- **PROBLEM DESCRIPTION**:
Copy the full listing exactly.

- **LISTED RECORDS**:
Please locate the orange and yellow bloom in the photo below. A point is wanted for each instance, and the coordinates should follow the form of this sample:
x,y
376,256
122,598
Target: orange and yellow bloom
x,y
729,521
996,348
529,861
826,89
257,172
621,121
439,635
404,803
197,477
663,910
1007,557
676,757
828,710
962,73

- **SOLUTION TO THIS EXERCISE**:
Please locate the orange and yellow bloom in the photo below. A point is wanted for each instance, and the coordinates should follow the form of this sample:
x,y
376,256
122,598
Target: orange and yellow bloom
x,y
729,521
996,348
529,861
826,89
257,172
621,121
439,635
404,803
197,477
663,910
1007,557
676,757
828,710
962,73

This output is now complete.